Request: Starting at the line containing "Locate every instance of the red" and ending at the last line of the material, lay out those lines as a JSON list of strings with one string per line, skipping any blank lines.

■ ■ ■

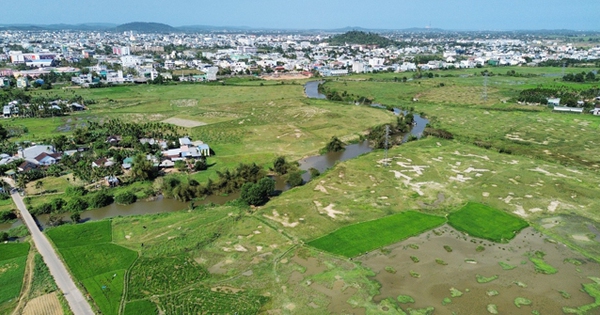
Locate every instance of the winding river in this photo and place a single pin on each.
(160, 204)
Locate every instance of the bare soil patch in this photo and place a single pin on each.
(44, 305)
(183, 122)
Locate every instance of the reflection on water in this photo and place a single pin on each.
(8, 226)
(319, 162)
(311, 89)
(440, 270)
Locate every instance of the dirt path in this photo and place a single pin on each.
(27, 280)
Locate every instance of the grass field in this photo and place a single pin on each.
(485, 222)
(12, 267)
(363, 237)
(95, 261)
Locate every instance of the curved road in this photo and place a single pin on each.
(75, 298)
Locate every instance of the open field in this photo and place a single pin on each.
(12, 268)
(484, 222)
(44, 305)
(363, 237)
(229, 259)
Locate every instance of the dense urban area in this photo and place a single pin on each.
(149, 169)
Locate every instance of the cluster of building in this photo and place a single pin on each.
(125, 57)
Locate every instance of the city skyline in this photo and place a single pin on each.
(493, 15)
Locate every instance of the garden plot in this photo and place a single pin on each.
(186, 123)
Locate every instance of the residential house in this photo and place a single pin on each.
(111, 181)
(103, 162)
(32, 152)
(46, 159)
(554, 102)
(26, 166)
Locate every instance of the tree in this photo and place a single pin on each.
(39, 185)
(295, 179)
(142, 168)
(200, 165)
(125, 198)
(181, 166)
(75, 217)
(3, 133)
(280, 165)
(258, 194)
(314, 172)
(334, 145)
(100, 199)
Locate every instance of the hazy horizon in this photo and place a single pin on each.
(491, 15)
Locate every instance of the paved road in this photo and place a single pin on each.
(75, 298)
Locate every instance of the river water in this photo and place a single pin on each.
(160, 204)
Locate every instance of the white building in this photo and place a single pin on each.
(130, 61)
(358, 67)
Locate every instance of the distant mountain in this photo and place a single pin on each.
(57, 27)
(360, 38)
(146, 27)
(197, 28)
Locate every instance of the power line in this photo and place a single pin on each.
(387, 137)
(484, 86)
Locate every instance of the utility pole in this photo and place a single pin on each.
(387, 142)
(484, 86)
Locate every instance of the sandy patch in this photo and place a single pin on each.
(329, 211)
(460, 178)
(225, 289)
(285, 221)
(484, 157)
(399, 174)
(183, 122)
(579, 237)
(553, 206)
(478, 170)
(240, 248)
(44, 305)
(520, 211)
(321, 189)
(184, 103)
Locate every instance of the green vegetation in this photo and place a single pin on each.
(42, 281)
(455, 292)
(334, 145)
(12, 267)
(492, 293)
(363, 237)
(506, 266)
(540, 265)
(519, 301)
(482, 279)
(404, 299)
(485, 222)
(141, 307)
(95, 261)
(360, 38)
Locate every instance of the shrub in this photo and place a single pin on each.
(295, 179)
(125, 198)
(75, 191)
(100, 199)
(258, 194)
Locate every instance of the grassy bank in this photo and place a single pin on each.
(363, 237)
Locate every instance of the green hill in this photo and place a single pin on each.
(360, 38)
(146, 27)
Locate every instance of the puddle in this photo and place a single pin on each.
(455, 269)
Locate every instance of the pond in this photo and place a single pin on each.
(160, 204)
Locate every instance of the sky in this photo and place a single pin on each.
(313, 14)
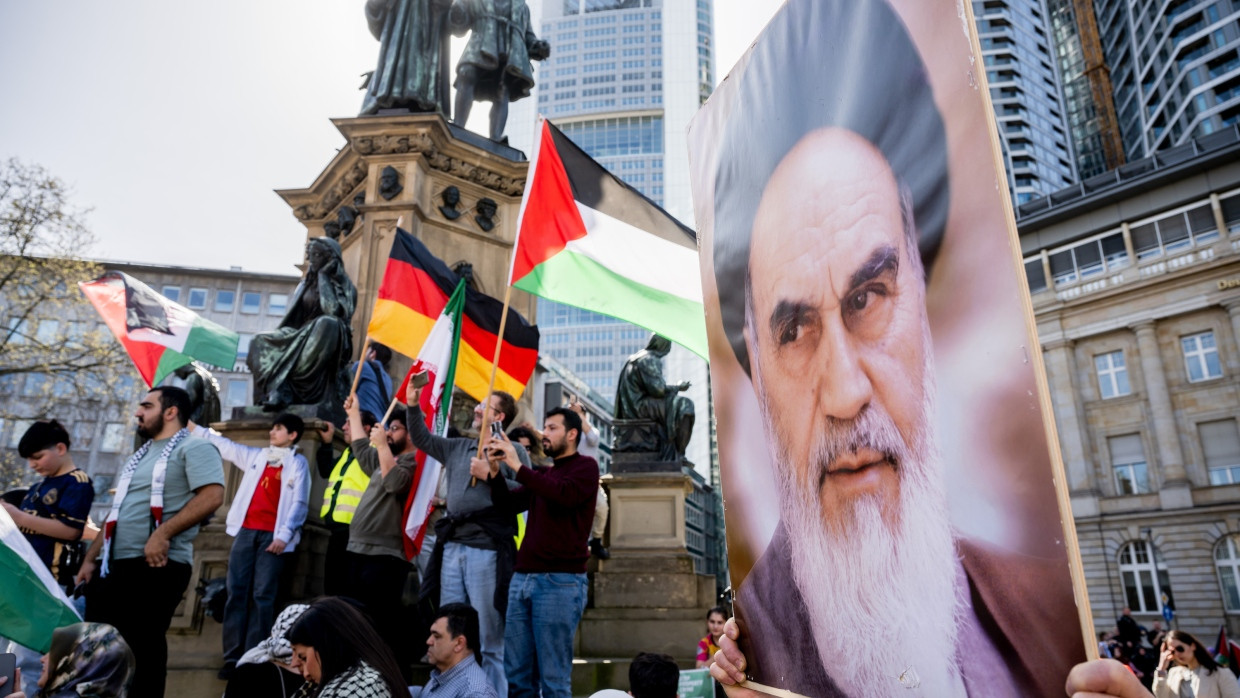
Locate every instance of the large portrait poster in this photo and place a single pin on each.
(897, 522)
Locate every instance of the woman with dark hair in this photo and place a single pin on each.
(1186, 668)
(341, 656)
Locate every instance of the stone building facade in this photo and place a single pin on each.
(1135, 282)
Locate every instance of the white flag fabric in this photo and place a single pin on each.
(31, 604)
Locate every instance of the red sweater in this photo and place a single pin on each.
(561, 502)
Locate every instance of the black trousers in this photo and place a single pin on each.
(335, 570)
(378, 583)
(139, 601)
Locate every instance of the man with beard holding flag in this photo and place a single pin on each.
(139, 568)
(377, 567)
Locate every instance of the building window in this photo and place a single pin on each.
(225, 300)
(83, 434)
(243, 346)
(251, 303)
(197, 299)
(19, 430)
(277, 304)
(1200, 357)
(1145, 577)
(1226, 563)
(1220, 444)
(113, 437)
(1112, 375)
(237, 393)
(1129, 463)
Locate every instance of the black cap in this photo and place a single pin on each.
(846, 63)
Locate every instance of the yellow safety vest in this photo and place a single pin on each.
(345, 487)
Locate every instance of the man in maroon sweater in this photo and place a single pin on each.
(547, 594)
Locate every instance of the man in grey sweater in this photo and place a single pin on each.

■ ■ ■

Finished exercise:
[
  "Locate every instance of the red sweater in this photo and place a single pin on each.",
  "(561, 502)",
  "Locate every instance of the black trousers in this photo and place a single pin on each.",
  "(335, 570)",
  "(378, 583)",
  "(139, 601)",
  "Locate every instance of the man with beard holding flag in this photo and place a single pin on each.",
  "(139, 568)",
  "(377, 567)",
  "Locate every instance of the building window in this photo and place a single pin on each.",
  "(225, 300)",
  "(83, 434)",
  "(243, 346)",
  "(251, 303)",
  "(197, 299)",
  "(19, 430)",
  "(277, 304)",
  "(1200, 357)",
  "(1145, 577)",
  "(1226, 563)",
  "(1220, 444)",
  "(113, 437)",
  "(1112, 375)",
  "(237, 393)",
  "(1129, 463)",
  "Locate every instance of the black cap in this photo and place a single pin on each.",
  "(846, 63)",
  "Locate every instance of the yellow safety vest in this photo and place a single pin on each.",
  "(345, 487)",
  "Locate every instance of the man in maroon sweater in this photo and place a single pin on each.",
  "(547, 594)",
  "Locate every instance of the man in grey sweater in this photo and place a single pin on each."
]